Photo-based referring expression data
★ ★ ★ ★ ★ ★ ★

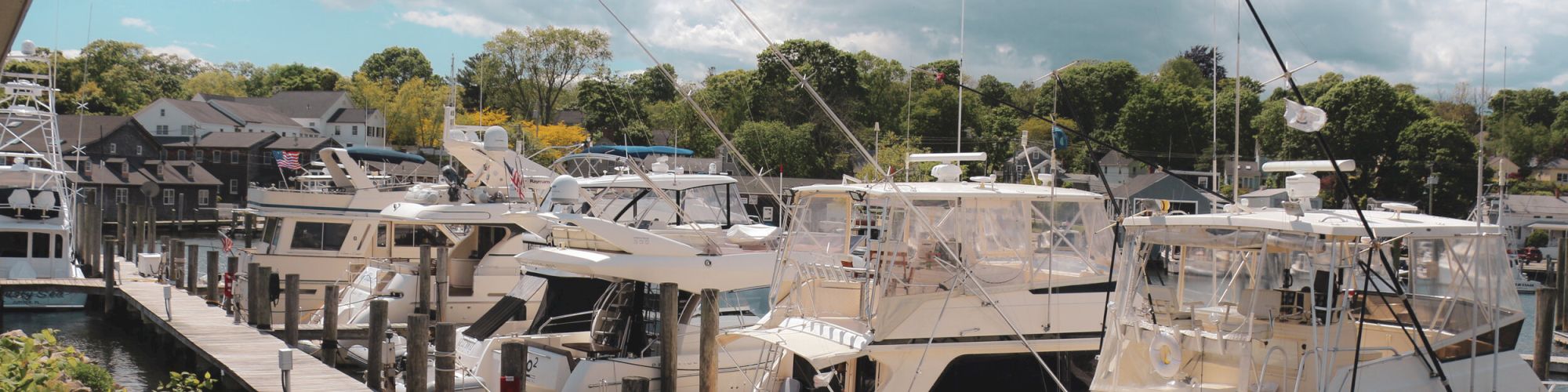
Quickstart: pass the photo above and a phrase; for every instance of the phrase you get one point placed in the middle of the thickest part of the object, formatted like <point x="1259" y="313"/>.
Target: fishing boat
<point x="1310" y="302"/>
<point x="35" y="217"/>
<point x="612" y="241"/>
<point x="937" y="286"/>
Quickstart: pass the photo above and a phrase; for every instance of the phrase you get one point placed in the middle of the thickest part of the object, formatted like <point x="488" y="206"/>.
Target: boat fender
<point x="1166" y="355"/>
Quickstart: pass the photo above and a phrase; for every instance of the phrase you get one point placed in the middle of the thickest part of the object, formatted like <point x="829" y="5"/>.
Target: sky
<point x="1432" y="45"/>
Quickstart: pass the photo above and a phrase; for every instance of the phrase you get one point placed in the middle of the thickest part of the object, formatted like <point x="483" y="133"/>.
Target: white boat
<point x="598" y="318"/>
<point x="869" y="297"/>
<point x="1299" y="310"/>
<point x="35" y="194"/>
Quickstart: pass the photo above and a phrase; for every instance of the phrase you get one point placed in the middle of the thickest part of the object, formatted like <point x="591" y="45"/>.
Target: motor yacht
<point x="1307" y="300"/>
<point x="937" y="286"/>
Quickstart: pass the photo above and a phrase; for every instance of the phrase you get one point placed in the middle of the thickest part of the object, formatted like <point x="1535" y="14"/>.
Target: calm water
<point x="132" y="360"/>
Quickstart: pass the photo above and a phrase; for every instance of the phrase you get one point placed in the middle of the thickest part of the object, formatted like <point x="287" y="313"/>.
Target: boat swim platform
<point x="244" y="355"/>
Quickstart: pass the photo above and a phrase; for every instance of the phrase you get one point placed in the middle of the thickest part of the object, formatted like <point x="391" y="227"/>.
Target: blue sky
<point x="1429" y="43"/>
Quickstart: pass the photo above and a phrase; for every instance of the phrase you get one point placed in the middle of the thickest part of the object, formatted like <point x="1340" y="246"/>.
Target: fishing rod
<point x="1351" y="194"/>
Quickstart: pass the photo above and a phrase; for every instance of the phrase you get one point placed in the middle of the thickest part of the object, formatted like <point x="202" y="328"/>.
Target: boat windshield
<point x="1004" y="242"/>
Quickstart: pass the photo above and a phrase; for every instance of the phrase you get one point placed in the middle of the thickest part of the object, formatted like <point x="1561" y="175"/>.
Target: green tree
<point x="775" y="145"/>
<point x="1434" y="147"/>
<point x="397" y="65"/>
<point x="653" y="85"/>
<point x="1166" y="120"/>
<point x="540" y="64"/>
<point x="216" y="82"/>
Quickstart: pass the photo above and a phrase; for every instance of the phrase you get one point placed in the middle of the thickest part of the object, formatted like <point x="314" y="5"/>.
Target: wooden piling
<point x="109" y="277"/>
<point x="330" y="327"/>
<point x="418" y="355"/>
<point x="233" y="270"/>
<point x="292" y="310"/>
<point x="708" y="344"/>
<point x="376" y="346"/>
<point x="446" y="357"/>
<point x="423" y="307"/>
<point x="253" y="274"/>
<point x="212" y="278"/>
<point x="669" y="344"/>
<point x="634" y="385"/>
<point x="264" y="311"/>
<point x="191" y="267"/>
<point x="515" y="368"/>
<point x="1545" y="300"/>
<point x="443" y="264"/>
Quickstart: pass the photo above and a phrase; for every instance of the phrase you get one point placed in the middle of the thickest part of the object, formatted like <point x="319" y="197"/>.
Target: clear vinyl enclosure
<point x="1020" y="241"/>
<point x="1229" y="308"/>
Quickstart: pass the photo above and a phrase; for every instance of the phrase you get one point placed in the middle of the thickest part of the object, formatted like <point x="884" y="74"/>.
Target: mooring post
<point x="1545" y="299"/>
<point x="446" y="357"/>
<point x="443" y="263"/>
<point x="109" y="277"/>
<point x="330" y="327"/>
<point x="253" y="274"/>
<point x="212" y="278"/>
<point x="416" y="380"/>
<point x="423" y="307"/>
<point x="292" y="310"/>
<point x="264" y="313"/>
<point x="669" y="347"/>
<point x="377" y="341"/>
<point x="634" y="385"/>
<point x="192" y="255"/>
<point x="514" y="368"/>
<point x="708" y="344"/>
<point x="228" y="285"/>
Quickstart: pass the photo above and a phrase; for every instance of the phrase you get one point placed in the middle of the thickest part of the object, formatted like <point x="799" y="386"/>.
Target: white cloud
<point x="462" y="24"/>
<point x="176" y="51"/>
<point x="137" y="23"/>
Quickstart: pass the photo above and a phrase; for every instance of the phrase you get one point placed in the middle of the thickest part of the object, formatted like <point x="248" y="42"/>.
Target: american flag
<point x="288" y="159"/>
<point x="517" y="180"/>
<point x="228" y="244"/>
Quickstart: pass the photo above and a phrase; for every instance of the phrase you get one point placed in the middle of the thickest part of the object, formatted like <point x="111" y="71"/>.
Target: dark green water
<point x="131" y="358"/>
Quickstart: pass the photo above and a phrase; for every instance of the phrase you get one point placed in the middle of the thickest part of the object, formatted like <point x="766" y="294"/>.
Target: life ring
<point x="1166" y="355"/>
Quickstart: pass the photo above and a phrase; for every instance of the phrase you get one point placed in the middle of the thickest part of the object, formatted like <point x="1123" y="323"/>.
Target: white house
<point x="330" y="114"/>
<point x="173" y="118"/>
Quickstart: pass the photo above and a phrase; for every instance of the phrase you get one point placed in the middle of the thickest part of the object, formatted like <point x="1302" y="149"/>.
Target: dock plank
<point x="244" y="354"/>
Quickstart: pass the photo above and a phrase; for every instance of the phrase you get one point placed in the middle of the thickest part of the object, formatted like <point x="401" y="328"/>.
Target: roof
<point x="302" y="104"/>
<point x="253" y="114"/>
<point x="352" y="115"/>
<point x="1116" y="159"/>
<point x="313" y="143"/>
<point x="926" y="191"/>
<point x="1321" y="222"/>
<point x="234" y="140"/>
<point x="76" y="131"/>
<point x="200" y="111"/>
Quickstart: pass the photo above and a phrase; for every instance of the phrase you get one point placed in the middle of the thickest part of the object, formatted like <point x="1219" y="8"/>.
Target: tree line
<point x="524" y="78"/>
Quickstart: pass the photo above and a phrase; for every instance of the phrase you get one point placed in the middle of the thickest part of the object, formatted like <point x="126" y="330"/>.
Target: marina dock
<point x="247" y="358"/>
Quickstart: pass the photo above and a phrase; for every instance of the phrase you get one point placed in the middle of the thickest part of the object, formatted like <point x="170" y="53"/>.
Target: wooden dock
<point x="245" y="355"/>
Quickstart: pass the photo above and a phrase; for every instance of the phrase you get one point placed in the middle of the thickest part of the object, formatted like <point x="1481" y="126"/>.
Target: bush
<point x="40" y="363"/>
<point x="186" y="382"/>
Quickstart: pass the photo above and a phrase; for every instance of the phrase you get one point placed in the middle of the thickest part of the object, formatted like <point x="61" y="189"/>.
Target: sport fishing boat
<point x="35" y="217"/>
<point x="1308" y="300"/>
<point x="612" y="241"/>
<point x="937" y="286"/>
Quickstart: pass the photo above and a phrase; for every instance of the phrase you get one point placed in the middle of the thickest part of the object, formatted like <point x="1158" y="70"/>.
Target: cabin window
<point x="319" y="236"/>
<point x="40" y="245"/>
<point x="13" y="238"/>
<point x="419" y="234"/>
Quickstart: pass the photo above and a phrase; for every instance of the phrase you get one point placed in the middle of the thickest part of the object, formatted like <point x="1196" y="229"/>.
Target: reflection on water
<point x="134" y="361"/>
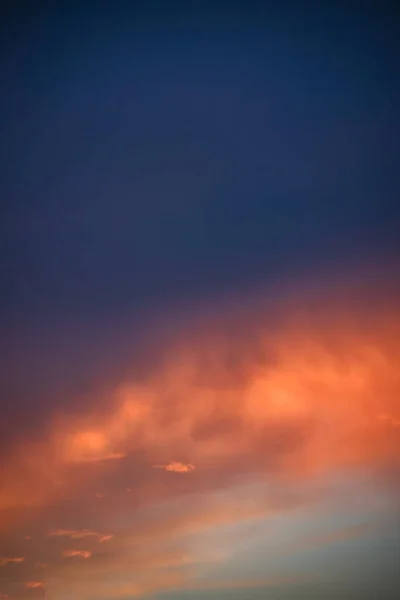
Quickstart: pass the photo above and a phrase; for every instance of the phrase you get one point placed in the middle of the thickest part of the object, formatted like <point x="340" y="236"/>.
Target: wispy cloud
<point x="80" y="553"/>
<point x="77" y="534"/>
<point x="34" y="585"/>
<point x="11" y="560"/>
<point x="176" y="467"/>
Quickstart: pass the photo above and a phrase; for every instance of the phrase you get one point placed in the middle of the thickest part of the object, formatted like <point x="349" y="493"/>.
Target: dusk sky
<point x="199" y="305"/>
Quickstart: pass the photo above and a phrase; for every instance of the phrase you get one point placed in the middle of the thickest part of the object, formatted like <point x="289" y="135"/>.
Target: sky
<point x="200" y="324"/>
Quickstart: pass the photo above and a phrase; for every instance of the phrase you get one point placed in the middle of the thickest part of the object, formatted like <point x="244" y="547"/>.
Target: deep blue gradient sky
<point x="149" y="158"/>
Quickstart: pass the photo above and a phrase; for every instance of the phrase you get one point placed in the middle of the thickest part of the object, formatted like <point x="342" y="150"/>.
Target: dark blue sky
<point x="150" y="158"/>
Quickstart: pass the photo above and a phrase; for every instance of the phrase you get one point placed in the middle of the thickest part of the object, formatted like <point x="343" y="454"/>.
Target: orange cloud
<point x="34" y="585"/>
<point x="279" y="400"/>
<point x="315" y="394"/>
<point x="176" y="467"/>
<point x="80" y="534"/>
<point x="6" y="560"/>
<point x="81" y="553"/>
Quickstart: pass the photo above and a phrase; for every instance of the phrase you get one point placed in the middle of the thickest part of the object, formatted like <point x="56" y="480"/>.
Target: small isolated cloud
<point x="6" y="560"/>
<point x="176" y="467"/>
<point x="81" y="553"/>
<point x="78" y="534"/>
<point x="34" y="585"/>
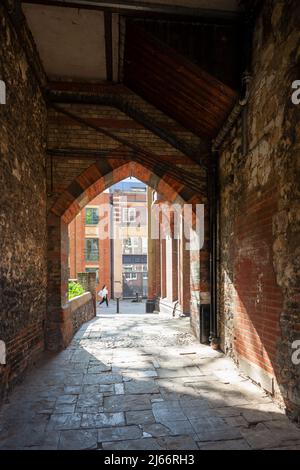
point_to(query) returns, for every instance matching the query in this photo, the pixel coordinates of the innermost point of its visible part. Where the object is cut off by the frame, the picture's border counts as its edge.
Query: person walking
(104, 294)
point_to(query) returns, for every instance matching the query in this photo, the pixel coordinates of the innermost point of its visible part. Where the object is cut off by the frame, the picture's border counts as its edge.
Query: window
(129, 215)
(93, 270)
(131, 245)
(91, 249)
(131, 276)
(91, 216)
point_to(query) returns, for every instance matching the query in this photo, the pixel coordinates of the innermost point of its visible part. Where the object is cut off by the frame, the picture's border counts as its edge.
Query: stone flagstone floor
(141, 382)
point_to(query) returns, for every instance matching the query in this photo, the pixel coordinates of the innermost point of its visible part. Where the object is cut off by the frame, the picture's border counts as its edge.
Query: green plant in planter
(75, 289)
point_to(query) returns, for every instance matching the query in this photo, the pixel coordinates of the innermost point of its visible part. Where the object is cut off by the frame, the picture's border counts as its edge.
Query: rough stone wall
(259, 211)
(22, 210)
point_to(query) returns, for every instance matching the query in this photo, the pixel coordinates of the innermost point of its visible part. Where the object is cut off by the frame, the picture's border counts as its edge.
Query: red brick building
(88, 251)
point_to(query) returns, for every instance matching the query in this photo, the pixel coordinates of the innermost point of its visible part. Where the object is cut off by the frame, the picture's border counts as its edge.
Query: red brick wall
(77, 237)
(259, 299)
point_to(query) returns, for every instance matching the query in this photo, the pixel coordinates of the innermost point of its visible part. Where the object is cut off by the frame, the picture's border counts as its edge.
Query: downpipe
(214, 198)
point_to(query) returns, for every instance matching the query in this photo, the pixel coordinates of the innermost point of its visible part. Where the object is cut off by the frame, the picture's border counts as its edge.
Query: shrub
(75, 289)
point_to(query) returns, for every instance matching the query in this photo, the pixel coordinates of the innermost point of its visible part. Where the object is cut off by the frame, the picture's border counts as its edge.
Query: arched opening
(169, 259)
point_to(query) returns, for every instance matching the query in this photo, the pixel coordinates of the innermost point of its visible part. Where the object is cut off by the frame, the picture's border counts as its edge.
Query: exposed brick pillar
(184, 274)
(174, 270)
(153, 260)
(58, 328)
(163, 267)
(199, 276)
(88, 282)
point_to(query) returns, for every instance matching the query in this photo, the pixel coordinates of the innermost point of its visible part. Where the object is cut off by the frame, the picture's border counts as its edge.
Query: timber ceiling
(182, 56)
(176, 86)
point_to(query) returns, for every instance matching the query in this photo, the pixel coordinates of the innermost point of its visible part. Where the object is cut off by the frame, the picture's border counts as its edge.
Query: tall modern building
(110, 237)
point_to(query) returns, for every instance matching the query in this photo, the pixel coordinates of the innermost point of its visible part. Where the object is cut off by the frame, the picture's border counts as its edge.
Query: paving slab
(119, 433)
(78, 440)
(140, 417)
(141, 381)
(127, 403)
(99, 420)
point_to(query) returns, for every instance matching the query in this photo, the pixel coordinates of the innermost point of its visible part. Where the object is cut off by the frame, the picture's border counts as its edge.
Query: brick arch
(101, 175)
(85, 187)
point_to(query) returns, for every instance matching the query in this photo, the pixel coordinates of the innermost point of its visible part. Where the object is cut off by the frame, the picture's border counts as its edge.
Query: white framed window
(131, 276)
(129, 214)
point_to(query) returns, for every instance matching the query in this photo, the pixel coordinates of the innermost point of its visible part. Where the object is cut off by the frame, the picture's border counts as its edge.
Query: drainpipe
(213, 199)
(213, 180)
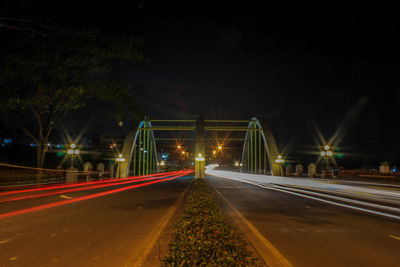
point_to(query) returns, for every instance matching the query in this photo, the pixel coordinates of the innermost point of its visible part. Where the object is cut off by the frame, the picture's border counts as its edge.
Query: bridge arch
(139, 151)
(260, 150)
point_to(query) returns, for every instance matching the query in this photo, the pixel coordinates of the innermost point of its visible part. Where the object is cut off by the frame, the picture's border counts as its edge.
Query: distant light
(200, 157)
(120, 158)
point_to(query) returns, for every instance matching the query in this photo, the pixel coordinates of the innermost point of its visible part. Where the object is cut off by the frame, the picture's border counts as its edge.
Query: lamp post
(280, 161)
(120, 159)
(326, 154)
(200, 166)
(72, 152)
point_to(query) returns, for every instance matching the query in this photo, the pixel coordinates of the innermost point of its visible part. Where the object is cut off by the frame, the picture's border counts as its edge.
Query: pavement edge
(262, 247)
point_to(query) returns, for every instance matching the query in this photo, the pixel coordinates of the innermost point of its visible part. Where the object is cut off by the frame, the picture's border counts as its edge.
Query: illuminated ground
(308, 232)
(110, 230)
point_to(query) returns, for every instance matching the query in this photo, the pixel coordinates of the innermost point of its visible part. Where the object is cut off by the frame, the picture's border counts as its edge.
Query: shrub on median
(203, 237)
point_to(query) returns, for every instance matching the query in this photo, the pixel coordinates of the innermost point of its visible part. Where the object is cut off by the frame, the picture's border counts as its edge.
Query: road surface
(309, 232)
(110, 230)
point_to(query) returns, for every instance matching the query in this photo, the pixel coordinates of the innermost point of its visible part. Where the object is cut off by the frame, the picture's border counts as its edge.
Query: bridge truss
(259, 152)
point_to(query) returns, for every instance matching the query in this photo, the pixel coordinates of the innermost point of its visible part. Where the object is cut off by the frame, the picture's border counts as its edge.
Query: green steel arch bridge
(259, 154)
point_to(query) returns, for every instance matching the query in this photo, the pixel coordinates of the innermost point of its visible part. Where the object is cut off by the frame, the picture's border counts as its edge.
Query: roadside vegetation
(203, 237)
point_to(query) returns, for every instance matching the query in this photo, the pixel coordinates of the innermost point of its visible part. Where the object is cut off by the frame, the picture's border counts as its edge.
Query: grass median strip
(203, 237)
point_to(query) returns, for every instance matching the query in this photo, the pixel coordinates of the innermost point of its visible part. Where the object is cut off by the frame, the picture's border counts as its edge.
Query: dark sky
(297, 67)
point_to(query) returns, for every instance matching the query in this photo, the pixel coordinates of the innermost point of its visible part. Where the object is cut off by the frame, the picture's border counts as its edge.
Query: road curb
(161, 237)
(262, 247)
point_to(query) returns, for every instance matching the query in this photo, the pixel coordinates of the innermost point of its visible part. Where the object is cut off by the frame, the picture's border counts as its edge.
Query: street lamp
(279, 159)
(119, 160)
(73, 151)
(326, 153)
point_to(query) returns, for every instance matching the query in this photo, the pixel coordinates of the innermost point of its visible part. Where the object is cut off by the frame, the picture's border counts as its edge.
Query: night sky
(296, 67)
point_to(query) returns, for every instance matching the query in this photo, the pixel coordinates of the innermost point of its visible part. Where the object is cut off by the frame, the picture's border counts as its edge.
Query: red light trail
(59, 203)
(130, 180)
(82, 183)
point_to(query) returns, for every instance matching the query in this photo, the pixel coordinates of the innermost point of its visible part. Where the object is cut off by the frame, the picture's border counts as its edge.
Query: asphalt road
(110, 230)
(312, 233)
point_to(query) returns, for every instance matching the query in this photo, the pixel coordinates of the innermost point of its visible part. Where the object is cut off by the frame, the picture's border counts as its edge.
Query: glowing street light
(200, 157)
(279, 159)
(73, 150)
(120, 158)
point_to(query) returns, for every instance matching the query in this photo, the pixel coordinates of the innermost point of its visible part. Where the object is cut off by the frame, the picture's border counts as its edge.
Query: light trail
(274, 182)
(64, 202)
(132, 180)
(303, 182)
(52, 187)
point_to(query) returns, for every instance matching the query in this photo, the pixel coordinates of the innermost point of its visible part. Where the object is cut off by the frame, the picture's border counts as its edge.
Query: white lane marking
(337, 204)
(310, 197)
(4, 241)
(341, 199)
(395, 237)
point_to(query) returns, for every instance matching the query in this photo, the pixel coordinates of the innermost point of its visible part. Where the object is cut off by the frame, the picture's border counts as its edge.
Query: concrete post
(72, 175)
(289, 170)
(312, 170)
(299, 170)
(200, 170)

★ ★ ★ ★ ★ ★ ★

# Problem statement
Could you copy exactly the lines from the one containing "Query: white lane marking" through the end of the records above, and nothing more?

# Answer box
Query: white lane marking
(337, 204)
(310, 197)
(4, 241)
(341, 199)
(395, 237)
point_to(query) returns, for every instance matching the query in this photo, the pixel coordinates of the innermost point of its visible part. Where the object is cut off by the frame, the picture's border counts as its edge.
Query: concrete post
(72, 175)
(289, 170)
(312, 170)
(299, 170)
(200, 170)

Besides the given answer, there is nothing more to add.